*Work instructions*: Set out every line of the records below as a numbered list, skipping blank lines and leaving out the pictures.

*Records supplied*:
-- BEGIN --

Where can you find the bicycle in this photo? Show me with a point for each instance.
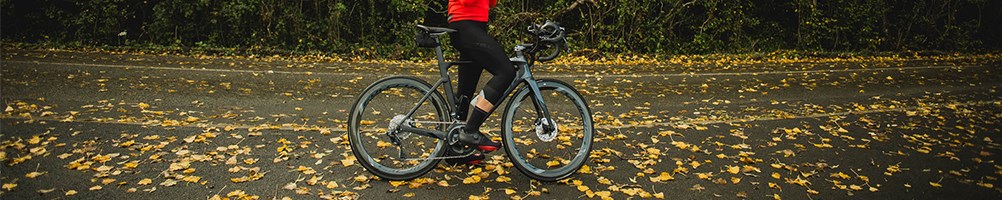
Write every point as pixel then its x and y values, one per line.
pixel 426 132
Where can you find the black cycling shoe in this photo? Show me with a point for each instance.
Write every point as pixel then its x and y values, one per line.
pixel 472 159
pixel 479 140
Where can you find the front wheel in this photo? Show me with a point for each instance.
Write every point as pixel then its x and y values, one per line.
pixel 541 155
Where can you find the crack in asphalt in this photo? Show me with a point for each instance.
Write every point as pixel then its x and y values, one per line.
pixel 543 76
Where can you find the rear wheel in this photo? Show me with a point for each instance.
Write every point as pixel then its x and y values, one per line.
pixel 548 156
pixel 384 105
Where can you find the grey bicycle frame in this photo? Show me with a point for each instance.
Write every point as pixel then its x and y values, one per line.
pixel 524 74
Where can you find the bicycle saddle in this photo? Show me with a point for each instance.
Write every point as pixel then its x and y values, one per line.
pixel 434 30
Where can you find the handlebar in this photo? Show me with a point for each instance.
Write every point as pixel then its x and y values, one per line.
pixel 548 35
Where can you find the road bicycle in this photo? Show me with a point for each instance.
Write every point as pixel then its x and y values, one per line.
pixel 401 126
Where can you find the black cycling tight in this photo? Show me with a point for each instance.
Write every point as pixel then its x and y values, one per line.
pixel 474 44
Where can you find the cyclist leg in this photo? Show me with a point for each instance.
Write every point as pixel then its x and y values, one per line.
pixel 486 52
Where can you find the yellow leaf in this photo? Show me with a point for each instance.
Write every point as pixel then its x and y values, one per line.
pixel 192 179
pixel 361 178
pixel 471 180
pixel 702 175
pixel 34 174
pixel 552 163
pixel 9 186
pixel 733 169
pixel 348 161
pixel 840 175
pixel 397 183
pixel 145 181
pixel 855 187
pixel 131 165
pixel 664 176
pixel 509 191
pixel 584 169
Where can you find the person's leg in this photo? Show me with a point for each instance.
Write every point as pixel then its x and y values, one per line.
pixel 469 77
pixel 485 51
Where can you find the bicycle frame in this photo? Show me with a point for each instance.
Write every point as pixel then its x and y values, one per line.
pixel 523 75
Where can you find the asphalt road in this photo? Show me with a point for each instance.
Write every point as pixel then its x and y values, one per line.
pixel 913 129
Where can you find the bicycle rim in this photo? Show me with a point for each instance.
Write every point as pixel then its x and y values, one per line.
pixel 567 151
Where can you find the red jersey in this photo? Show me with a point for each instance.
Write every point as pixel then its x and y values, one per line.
pixel 476 10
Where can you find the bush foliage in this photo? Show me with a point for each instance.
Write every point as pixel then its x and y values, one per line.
pixel 383 28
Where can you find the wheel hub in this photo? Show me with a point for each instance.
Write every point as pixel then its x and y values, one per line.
pixel 542 125
pixel 395 124
pixel 456 147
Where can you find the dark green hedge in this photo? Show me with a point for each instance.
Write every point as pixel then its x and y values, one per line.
pixel 384 27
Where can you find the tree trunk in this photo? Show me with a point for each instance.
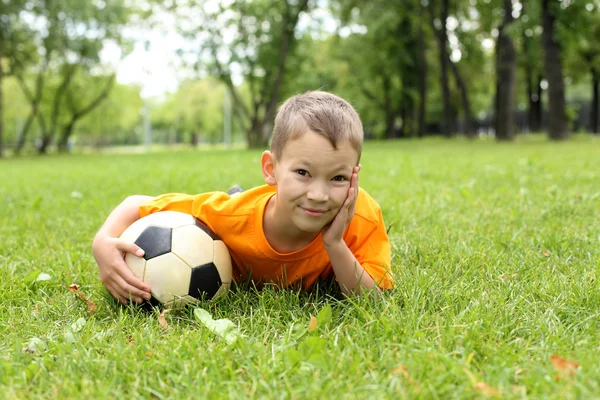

-- END --

*Full solution*:
1. Where can you find the bicycle in this photo? Show me with a point for each instance.
2. Write every point as pixel then its x and y values, one per line.
3. pixel 426 132
4. Where can you find the black cycling shoe in this photo? Show me with a point for each instance.
5. Write every point as pixel then its x and y values, one per line.
6. pixel 472 159
7. pixel 479 140
8. Where can you find the front wheel in this photo? Show me with a point for each instance.
9. Write every point as pixel then its x and y values, one per line.
10. pixel 541 155
11. Where can you find the crack in asphalt in this photo? Show me with a point for each instance.
12. Write every point as pixel then its x and y values, one per line.
13. pixel 543 76
14. Where can you find the rear wheel in this photo? Show me with a point for each instance.
15. Write every point as pixel then its x and y values, one per line.
16. pixel 548 156
17. pixel 384 105
18. Where can you find the grey bicycle frame in this photo? Show me with a point for each instance.
19. Write every point as pixel then its x and y values, one per line.
20. pixel 524 74
21. Where can you find the bicycle saddle in this photo? Show me with a point for each instance.
22. Write every point as pixel then its x and y values, one per line.
23. pixel 434 30
24. Where can you find the handlebar in this photo? Show me with a point for each instance.
25. Write every point as pixel then its x and y values, one per line.
26. pixel 548 35
27. Where can you find the road bicycle in this photo? Show me with a point for each instance.
28. Write every point as pixel then its x and y values, one per line.
29. pixel 401 126
30. Where can you find the black cycling tight in this photo? Show me with a point for each instance.
31. Write every point as pixel then its x and y values, one per line.
32. pixel 474 44
33. Where can you find the cyclist leg in this photo? Show me with a point for each instance.
34. Write every point as pixel then its x and y values, one per line.
35. pixel 486 52
36. Where can you find the yellow leaf in this photo? Show me with a point for each instance.
37. Write every point as pixel then its x and y values, one per line.
38. pixel 192 179
39. pixel 361 178
40. pixel 471 180
41. pixel 702 175
42. pixel 34 174
43. pixel 552 163
44. pixel 9 186
45. pixel 733 169
46. pixel 348 161
47. pixel 840 175
48. pixel 397 183
49. pixel 145 181
50. pixel 855 187
51. pixel 131 165
52. pixel 664 176
53. pixel 509 191
54. pixel 584 169
55. Where can you find the person's leg in this photo? Show me with a point for each instance.
56. Write every point as pixel then its x and y values, one per line.
57. pixel 469 77
58. pixel 485 51
59. Where can you find the bicycle frame in this photo? Show me with a point for each instance.
60. Write every point as pixel then its x and y values, one per line.
61. pixel 523 75
62. Where can you find the asphalt road in this photo? Show me with a point for each instance.
63. Write every point as pixel then its x and y values, one per line.
64. pixel 913 129
65. Where can you find the bicycle rim in this photo? Show me with a point for each instance.
66. Write every point as pixel then its x and y values, one per line.
67. pixel 567 151
68. Where can you find the red jersey in this photo? Show me with a point for each instance.
69. Write every point as pixel then its x and y values, one per line.
70. pixel 476 10
71. Where can you find the bush foliage in this photo? Show me with a point for each instance.
72. Write every point as pixel then its x and y values, one per line.
73. pixel 383 28
74. Where can you find the wheel hub in this photo? Show me with a point for each instance.
75. Write every point as pixel then its x and y values, one per line.
76. pixel 542 125
77. pixel 395 124
78. pixel 456 147
79. Where can you find the dark green hedge in this photo? Show me with a point for each instance.
80. Write every point as pixel then its x and y values, one per line.
81. pixel 384 27
82. Where can you find the tree trunk in this photo? Show me with a point for each instance.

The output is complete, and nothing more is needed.